Reproduce word for word the portion of the book and publishing news text that starts at "Book & Publishing" and ends at "for Connelly’s character.".

Given passage
·····

Welcome Leo, panelling for us today. Also welcome to work experience student, LIAM from Year 10 at St. Joseph’s.

Book & Publishing News

* THE AUSTRALIAN/VOGEL Award this year goes to Rohan Wilson for his tale of “The Roving Party”, comprising a fictionalised John Batman and a Vandiemonian Aborigine, Black Bill, plus assorted convicts, after money and tickets-of-leave for bringing in the remaining ‘Blacks’ of south eastern Van Diemen’s Land
in the 1840s. I will review the novel next week and we will speak with the author early June.

* The BBC has a 100 Books-One-Should-Have-Read list on its website…I was humbled to be able to claim only 59!

* Book-to-film No. 30: Michael Lincoln’s “The Lincoln Lawyer” was pretty good, though the lead is a bit too smooth and handsome for Connelly’s character.

* GRIFFITH REVIEW is always full of good reading: available from PATON’s.
Matthew Condon on post-Floods Brisbane, Veteran women’s rights advocate Wendy McCarthy on “Woman And Power” these days; Bronwyn Adcock: the sad tale of dispossessed Central Tilba Aborigines; Greg Lockart with a new look at how Australia was preparing for WWI.

* Leslie Canold [“The Book Of Rachael”] has had to postpone our interview indefinitely.

* My former colleague BRONWYN HODGE has a beautiful new daughter, Zoe. Congratulations, Rob, Anthony and big sister, Abigail.

·····

Provided data
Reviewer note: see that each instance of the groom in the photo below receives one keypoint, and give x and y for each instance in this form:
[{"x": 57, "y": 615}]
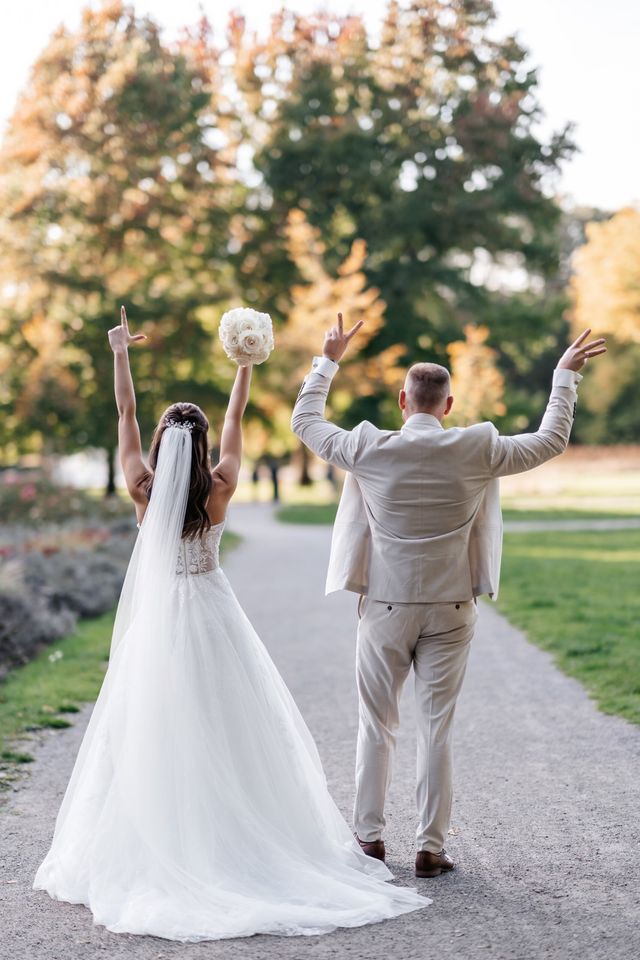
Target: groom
[{"x": 418, "y": 535}]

·····

Output of the exercise
Book & Publishing News

* THE AUSTRALIAN/VOGEL Award this year goes to Rohan Wilson for his tale of “The Roving Party”, comprising a fictionalised John Batman and a Vandiemonian Aborigine, Black Bill, plus assorted convicts, after money and tickets-of-leave for bringing in the remaining ‘Blacks’ of south eastern Van Diemen’s Land
in the 1840s. I will review the novel next week and we will speak with the author early June.

* The BBC has a 100 Books-One-Should-Have-Read list on its website…I was humbled to be able to claim only 59!

* Book-to-film No. 30: Michael Lincoln’s “The Lincoln Lawyer” was pretty good, though the lead is a bit too smooth and handsome for Connelly’s character.